==== Available data
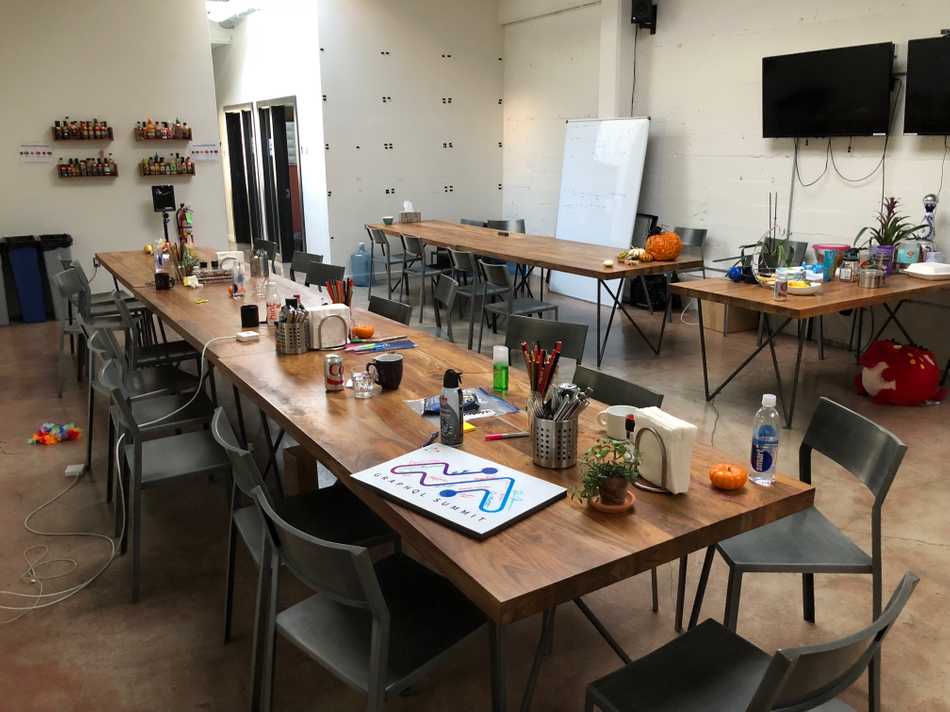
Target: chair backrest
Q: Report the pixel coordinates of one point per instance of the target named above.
(244, 469)
(514, 225)
(341, 571)
(464, 262)
(616, 391)
(869, 452)
(643, 226)
(573, 337)
(391, 309)
(300, 261)
(804, 678)
(319, 273)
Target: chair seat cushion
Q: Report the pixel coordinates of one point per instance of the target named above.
(802, 542)
(428, 616)
(186, 455)
(708, 669)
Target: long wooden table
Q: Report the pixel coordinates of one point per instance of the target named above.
(554, 556)
(549, 253)
(834, 297)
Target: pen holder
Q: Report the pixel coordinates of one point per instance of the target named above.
(554, 443)
(292, 338)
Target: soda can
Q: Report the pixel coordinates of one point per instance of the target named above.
(333, 372)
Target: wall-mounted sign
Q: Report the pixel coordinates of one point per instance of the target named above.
(35, 153)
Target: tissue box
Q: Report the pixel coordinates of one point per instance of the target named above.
(329, 326)
(678, 437)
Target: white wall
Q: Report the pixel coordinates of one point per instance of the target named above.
(117, 60)
(356, 75)
(551, 70)
(273, 54)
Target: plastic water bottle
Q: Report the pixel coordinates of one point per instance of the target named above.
(765, 433)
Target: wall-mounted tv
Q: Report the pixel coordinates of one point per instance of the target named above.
(834, 92)
(927, 108)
========
> **Requirements**
Repeat, with no changes, each line from the one with "Target: long wooden table" to the end of the listing, including both ends and nothing else.

> **Complete output**
Target: long wooden table
Q: Report the pixel coordinates of one point per instance of the target named above.
(554, 556)
(549, 253)
(834, 297)
Target: pen holder
Q: Report the pixel coordinates of one point per instance of the target named above.
(554, 443)
(292, 338)
Target: soda can
Q: Report the pixel coordinates of one point per instance of the target named above.
(333, 372)
Target: wall-mounted sign
Q: Report the pixel coordinates of one point per instance of the target named above.
(35, 153)
Target: tissue box
Q: Report the pixel coordinates of one point per instance of the target named above.
(329, 326)
(678, 437)
Target: white wall
Q: Report the pixel coordinates of one point per instance of the target named above.
(117, 60)
(356, 75)
(551, 70)
(273, 54)
Target: plastic water bottle
Q: Report the pixel coordinates of one point per instance of the target named above.
(765, 433)
Target: wall-mounted tv
Q: Report the pixel coordinates of one point per instance of the target named above.
(834, 92)
(927, 108)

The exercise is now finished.